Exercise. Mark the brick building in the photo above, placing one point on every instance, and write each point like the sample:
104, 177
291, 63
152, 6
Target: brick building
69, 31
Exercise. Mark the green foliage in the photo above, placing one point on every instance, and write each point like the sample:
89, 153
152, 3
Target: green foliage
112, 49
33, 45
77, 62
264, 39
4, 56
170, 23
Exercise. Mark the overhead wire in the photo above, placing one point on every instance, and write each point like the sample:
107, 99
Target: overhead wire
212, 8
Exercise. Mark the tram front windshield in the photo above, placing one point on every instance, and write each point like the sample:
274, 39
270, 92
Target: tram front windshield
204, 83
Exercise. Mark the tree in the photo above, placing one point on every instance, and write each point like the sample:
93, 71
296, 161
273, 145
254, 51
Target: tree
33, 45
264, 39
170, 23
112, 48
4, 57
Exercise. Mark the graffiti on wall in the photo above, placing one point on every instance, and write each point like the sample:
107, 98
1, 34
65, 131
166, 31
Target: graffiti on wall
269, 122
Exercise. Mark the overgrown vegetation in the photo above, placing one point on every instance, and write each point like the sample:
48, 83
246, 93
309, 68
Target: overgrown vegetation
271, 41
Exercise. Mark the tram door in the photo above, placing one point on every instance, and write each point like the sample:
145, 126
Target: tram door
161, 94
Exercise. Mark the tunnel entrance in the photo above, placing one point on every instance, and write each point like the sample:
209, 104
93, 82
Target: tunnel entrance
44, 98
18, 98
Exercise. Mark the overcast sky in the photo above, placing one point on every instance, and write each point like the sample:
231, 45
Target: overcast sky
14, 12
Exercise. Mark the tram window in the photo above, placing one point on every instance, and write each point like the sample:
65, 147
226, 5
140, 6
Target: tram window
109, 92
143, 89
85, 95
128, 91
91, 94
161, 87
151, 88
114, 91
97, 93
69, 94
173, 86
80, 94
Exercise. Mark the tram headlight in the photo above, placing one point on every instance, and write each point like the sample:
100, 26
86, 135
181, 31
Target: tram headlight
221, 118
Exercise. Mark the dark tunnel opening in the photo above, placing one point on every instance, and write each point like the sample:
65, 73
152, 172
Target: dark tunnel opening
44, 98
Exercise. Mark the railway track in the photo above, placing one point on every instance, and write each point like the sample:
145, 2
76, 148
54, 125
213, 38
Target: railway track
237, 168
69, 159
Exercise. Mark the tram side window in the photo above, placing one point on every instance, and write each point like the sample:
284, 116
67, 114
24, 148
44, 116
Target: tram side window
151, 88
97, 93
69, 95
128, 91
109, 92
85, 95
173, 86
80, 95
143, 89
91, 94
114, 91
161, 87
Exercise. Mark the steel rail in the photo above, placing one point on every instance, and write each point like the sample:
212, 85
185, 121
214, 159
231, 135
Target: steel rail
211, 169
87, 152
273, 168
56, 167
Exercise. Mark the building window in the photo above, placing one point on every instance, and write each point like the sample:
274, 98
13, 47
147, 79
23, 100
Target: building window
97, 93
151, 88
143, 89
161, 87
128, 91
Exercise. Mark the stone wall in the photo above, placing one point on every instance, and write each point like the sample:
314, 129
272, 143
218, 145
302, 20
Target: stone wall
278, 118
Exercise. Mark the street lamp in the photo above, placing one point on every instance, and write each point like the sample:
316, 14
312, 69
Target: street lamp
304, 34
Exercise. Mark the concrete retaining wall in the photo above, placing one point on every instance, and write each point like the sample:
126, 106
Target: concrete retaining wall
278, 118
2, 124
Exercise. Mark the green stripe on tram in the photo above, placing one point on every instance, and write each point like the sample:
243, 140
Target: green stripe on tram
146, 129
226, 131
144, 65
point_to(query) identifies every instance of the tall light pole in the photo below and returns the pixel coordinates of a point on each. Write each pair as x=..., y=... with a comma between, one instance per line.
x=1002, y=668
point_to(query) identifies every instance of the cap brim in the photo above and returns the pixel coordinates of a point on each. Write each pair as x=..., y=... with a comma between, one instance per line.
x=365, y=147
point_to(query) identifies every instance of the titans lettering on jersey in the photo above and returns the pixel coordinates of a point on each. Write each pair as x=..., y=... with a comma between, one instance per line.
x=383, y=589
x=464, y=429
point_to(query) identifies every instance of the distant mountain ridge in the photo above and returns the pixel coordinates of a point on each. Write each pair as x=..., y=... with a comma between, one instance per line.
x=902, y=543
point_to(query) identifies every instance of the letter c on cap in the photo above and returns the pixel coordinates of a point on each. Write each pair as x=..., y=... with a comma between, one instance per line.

**What you are asked to do**
Retype every record without alteration.

**Written response**
Exercise. Mark the brick building in the photo above, placing one point on every instance, and write each point like the sample:
104, 177
291, 63
152, 6
Target: brick building
69, 31
Exercise. Mark the green foliage in the photo above, placing one point on every instance, and write each point like the sample:
89, 153
152, 3
Target: green foliage
112, 49
33, 45
77, 62
264, 39
4, 56
170, 23
Exercise. Mark the overhead wire in the photo above, placing one point on every instance, and write each point like the sample:
107, 99
Target: overhead wire
212, 8
Exercise. Mark the tram front windshield in the photo above, placing one point on every instance, and write each point like the sample:
274, 39
270, 92
Target: tram front windshield
204, 83
Exercise. Mark the tree in the photo above, placing one point on every instance, and write each point like the sample:
93, 71
296, 161
273, 145
254, 51
Target: tree
33, 45
264, 39
170, 23
112, 48
4, 57
Exercise. Mark the graffiti on wall in the photo above, placing one point on every instance, and write each point like the sample:
107, 98
1, 34
65, 131
166, 31
Target: graffiti on wall
269, 122
Exercise. Mark the overgrown vegetation in the photo above, placing one point on every instance, and write each point like the sample:
48, 83
246, 93
309, 68
Target: overgrown vegetation
271, 41
Exercise. Mark the tram door in the photo above, placing one point on every instance, and write each point like the sample:
145, 126
Target: tram door
161, 94
Exercise. Mark the tunnel entrance in the photo above, placing one point on every instance, and write each point like the sample:
209, 104
93, 82
Target: tunnel entrance
44, 98
18, 98
Exercise. Mark the overcast sky in the photo above, placing one point on every instance, and write each point like the sample:
231, 45
Target: overcast sky
14, 12
Exercise. Mark the tram window in the photo above, placing one point on every instance, and write each point like the sample:
65, 147
226, 5
140, 6
Target: tram window
109, 92
143, 89
85, 95
128, 91
91, 94
161, 87
151, 88
114, 91
97, 93
69, 94
173, 86
80, 94
Exercise. Mark the tram headlight in the photo above, placing one point on every instance, and write each point like the sample:
100, 26
86, 135
181, 31
Target: tram headlight
221, 118
Exercise. Mark the dark tunnel opening in the photo above, placing one point on every instance, and write each point like the sample:
65, 73
152, 172
Target: dark tunnel opening
44, 98
Exercise. Mark the railway track in the photo above, placing one point on every instance, and write each point like the sample:
145, 2
76, 148
54, 125
213, 38
Target: railway track
237, 168
69, 159
Exercise. Mark the tram side window in the photo above, placing one point on every instance, and write each point like the sample:
284, 116
67, 114
24, 148
44, 116
Target: tram side window
151, 88
97, 93
69, 95
128, 91
109, 92
85, 95
173, 86
80, 95
143, 89
91, 94
114, 91
161, 87
Exercise. Mark the steel rail in the photo above, placing one point on every instance, and write each point like the sample:
212, 85
185, 121
214, 159
231, 135
Target: steel rail
211, 169
87, 152
273, 168
56, 167
Exercise. Mark the building window in the photo above, placing one point on every instance, and write each point like the sample:
274, 98
13, 47
147, 79
23, 100
Target: building window
97, 93
151, 88
143, 89
161, 87
128, 91
Exercise. Mark the stone wall in the photo above, placing one point on every instance, and write each point like the sample:
314, 129
272, 143
218, 145
302, 20
Target: stone wall
278, 118
Exercise. Mark the street lamp in the photo above, placing one point on every instance, and write each point like the sample:
316, 14
312, 69
Target: street lamp
304, 34
Exercise. Mark the concrete retaining wall in the photo above, placing one point on every instance, and write each point like the sample:
126, 106
Target: concrete retaining wall
278, 118
2, 124
Exercise. Mark the green stripe on tram in the photo above, placing one point on every instance, and write each point like the sample:
243, 140
Target: green stripe on tram
146, 129
226, 131
144, 65
point_to(query) identifies every instance of the tall light pole in the photo below and returns the pixel coordinates of a point on each. Write each pair as x=..., y=... with a comma between, one instance per line.
x=1002, y=668
point_to(query) identifies every instance of the cap brim in the photo above and returns the pixel coordinates of a point on each. Write each pair as x=..., y=... with a comma between, one instance per line.
x=365, y=147
point_to(query) identifies every instance of the titans lettering on jersey in the photo above and returns the pixel coordinates of a point on each. Write each pair as x=..., y=... with a comma between, one instance per line.
x=383, y=589
x=464, y=429
point_to(query) identifies every instance of the distant mountain ridge in the photo above and returns the pixel coordinates of a point on each. Write each pair as x=..., y=... with a comma between, one instance per line.
x=902, y=543
point_to(query) identifies every instance of the letter c on cap in the photo above and returns the pixel coordinates of a point on each. Write each pair as x=..., y=... with a comma between, one instance per line.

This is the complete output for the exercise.